THE REQUEST ::
Copy the material below word for word, leaving out the picture.

----

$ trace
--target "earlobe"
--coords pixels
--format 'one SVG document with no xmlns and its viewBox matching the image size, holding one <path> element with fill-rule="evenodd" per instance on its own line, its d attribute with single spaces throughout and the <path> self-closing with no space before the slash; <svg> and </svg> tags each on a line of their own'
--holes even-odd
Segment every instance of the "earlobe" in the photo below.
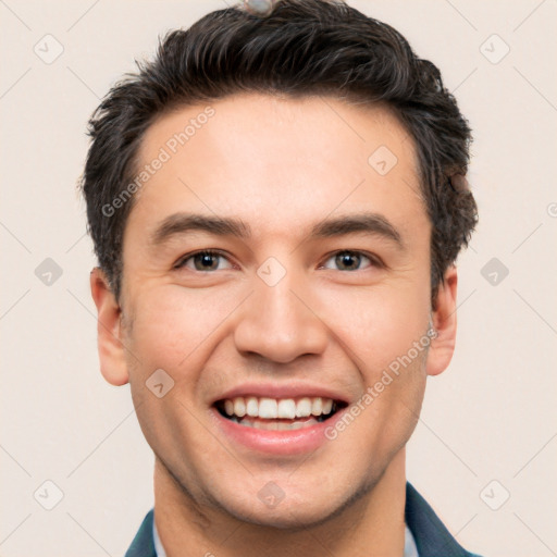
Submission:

----

EXERCISE RESULT ::
$ trace
--target "earlobe"
--coords pixels
--format 'one SVG document with no xmlns and its viewBox matching the image size, holding one <path> element with fill-rule="evenodd" per instance on its own line, its d attribute with single spaces throughout and the <path> self-closing with no space before the slash; <svg> and </svg> tags each on a line of their own'
--holes even-odd
Segment every instance of the "earlobe" in the photo below.
Submission:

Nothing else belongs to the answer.